THE EXERCISE>
Take the part that opens with the line containing "of the jockey." and closes at the end of the records, change "Nothing extra is needed" to "No more is required", and write those lines out again with nothing else altered.

INPUT DATA>

★ ★ ★ ★ ★

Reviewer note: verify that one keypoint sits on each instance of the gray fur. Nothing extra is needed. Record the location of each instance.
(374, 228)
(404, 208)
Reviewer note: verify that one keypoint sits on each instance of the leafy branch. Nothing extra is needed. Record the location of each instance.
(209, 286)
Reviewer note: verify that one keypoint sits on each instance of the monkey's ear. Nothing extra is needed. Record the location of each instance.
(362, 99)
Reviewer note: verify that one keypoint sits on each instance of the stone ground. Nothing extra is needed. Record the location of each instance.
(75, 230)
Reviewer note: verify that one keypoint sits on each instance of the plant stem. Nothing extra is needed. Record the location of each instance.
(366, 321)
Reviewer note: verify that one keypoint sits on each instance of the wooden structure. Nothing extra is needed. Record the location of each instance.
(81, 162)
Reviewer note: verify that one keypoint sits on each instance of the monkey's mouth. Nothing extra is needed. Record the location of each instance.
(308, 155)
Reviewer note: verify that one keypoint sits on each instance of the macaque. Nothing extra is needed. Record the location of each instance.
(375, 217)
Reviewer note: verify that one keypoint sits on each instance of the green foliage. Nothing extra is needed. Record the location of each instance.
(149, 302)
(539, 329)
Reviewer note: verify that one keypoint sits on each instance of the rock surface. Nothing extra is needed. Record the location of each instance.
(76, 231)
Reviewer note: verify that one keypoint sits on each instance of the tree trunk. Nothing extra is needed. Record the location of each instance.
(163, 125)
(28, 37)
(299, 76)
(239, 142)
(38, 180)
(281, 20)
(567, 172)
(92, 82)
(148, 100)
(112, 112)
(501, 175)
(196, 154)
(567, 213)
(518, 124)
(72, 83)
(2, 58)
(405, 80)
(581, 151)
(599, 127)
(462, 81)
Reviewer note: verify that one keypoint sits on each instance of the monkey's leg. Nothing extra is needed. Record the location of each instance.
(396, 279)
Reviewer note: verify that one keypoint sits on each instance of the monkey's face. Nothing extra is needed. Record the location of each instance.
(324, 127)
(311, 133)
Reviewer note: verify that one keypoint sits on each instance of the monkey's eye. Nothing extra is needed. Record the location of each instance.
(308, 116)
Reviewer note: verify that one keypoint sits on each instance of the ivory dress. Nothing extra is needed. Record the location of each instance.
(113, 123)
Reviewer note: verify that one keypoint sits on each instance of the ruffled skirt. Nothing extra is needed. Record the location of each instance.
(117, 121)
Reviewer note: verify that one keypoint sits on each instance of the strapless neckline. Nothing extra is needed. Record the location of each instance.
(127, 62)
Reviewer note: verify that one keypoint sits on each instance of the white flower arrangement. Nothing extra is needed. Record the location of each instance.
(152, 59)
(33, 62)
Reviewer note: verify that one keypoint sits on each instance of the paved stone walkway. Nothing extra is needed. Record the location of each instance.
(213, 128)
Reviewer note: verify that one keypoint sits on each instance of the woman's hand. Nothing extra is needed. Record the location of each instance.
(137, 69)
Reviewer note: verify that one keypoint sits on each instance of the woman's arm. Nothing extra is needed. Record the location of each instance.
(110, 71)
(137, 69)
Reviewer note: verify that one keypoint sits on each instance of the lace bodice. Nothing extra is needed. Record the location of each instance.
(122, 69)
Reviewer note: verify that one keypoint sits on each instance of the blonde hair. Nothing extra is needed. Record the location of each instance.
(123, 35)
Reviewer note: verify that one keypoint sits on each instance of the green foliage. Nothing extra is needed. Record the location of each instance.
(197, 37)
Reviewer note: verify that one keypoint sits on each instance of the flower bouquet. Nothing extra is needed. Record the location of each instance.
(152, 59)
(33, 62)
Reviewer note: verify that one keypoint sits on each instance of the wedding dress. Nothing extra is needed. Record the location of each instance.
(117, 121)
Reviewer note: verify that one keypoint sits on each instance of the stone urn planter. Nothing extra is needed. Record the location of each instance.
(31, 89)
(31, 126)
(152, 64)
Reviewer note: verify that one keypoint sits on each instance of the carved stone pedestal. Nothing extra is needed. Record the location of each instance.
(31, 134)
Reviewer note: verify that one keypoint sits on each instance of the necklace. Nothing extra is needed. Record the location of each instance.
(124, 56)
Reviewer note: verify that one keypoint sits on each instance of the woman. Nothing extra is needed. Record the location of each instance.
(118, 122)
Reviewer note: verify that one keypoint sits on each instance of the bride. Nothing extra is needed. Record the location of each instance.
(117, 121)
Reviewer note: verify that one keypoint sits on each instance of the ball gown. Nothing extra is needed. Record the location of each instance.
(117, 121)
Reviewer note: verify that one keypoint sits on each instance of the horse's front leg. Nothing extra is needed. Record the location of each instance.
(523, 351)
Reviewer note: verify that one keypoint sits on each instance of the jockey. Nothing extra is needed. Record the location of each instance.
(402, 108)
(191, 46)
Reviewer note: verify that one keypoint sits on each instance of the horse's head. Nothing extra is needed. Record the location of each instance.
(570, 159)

★ ★ ★ ★ ★

PROBLEM SOLUTION>
Reviewer note: verify that one keypoint sits on each instance of the jockey. No more is required. Record the location of each instance.
(402, 108)
(191, 46)
Reviewer note: verify that one keypoint sits on each instance of the horse's head. No more is required. Record the location of each instance.
(570, 159)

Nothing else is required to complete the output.